* _EXERCISE AIM_: Locate each line in the rows below that contains the string "instance", and copy those lines out in full.

(Named object pointing entries)
● ● ● ● ● ● ●

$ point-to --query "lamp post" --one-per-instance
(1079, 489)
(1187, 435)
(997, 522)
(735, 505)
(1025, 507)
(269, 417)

● ● ● ● ● ● ●

* _OUTPUT OF THE TASK_:
$ point-to --query "lamp post" --one-per-instance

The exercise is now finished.